Records of labeled points
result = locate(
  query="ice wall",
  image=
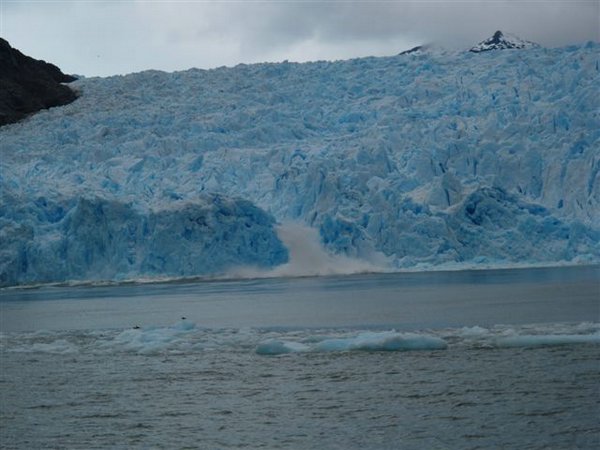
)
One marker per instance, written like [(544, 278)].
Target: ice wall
[(418, 159)]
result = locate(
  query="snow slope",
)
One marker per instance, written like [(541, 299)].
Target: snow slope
[(412, 161)]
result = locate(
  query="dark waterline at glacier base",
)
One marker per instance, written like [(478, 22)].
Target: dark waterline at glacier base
[(76, 375)]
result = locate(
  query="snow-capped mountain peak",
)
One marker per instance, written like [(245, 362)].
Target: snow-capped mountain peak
[(502, 41)]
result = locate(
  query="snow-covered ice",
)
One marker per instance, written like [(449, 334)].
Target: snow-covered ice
[(412, 161)]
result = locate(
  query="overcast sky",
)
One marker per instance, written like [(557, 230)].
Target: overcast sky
[(111, 37)]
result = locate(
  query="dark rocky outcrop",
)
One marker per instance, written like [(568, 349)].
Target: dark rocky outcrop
[(28, 85), (502, 41)]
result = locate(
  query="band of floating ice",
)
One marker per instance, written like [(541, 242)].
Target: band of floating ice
[(186, 337)]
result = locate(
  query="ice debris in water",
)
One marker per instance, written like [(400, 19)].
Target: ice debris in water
[(417, 161), (185, 337)]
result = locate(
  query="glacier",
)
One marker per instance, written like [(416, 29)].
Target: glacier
[(424, 160)]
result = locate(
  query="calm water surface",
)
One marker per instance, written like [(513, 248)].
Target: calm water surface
[(481, 359)]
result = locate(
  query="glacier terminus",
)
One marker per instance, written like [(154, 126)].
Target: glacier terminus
[(423, 160)]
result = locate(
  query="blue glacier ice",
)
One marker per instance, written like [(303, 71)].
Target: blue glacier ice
[(424, 160)]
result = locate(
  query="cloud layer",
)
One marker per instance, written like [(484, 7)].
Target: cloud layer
[(109, 37)]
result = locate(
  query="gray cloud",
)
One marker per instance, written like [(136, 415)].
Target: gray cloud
[(103, 38)]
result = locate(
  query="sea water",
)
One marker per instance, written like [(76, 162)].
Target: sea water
[(474, 359)]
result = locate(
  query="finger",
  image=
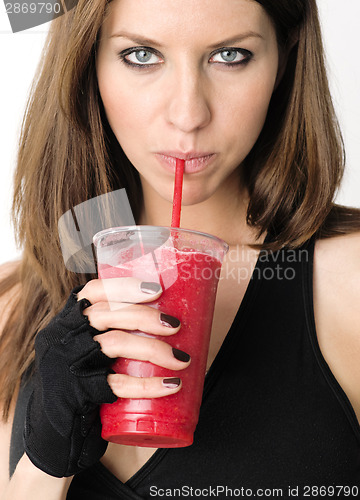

- **PROBLEM**
Find every line in the records above that contains the word "dark" and copy each of those lines in full.

- **TASK RESPONSE**
  query="dark waterline at glacier base",
Target: dark waterline at glacier base
  query="dark rocky outcrop",
Target: dark rocky outcrop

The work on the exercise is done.